§ **WHAT NEEDS TO BE DONE**
An exact transcription of all the entries is needed; pictures stay out.

[[ LISTED RECORDS, beginning ]]

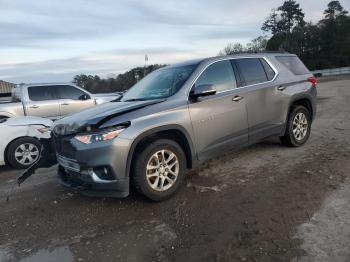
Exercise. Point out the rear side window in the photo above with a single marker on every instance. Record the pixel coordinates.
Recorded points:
(220, 75)
(251, 70)
(40, 93)
(269, 71)
(294, 64)
(69, 92)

[[ LISTED RECORDS, end ]]

§ **FINISHED EXERCISE**
Exercise. Point out the rear side window in the photo above with a single marker on every instance. Record the pixel coordinates.
Recorded points:
(220, 75)
(251, 70)
(40, 93)
(269, 71)
(294, 64)
(69, 92)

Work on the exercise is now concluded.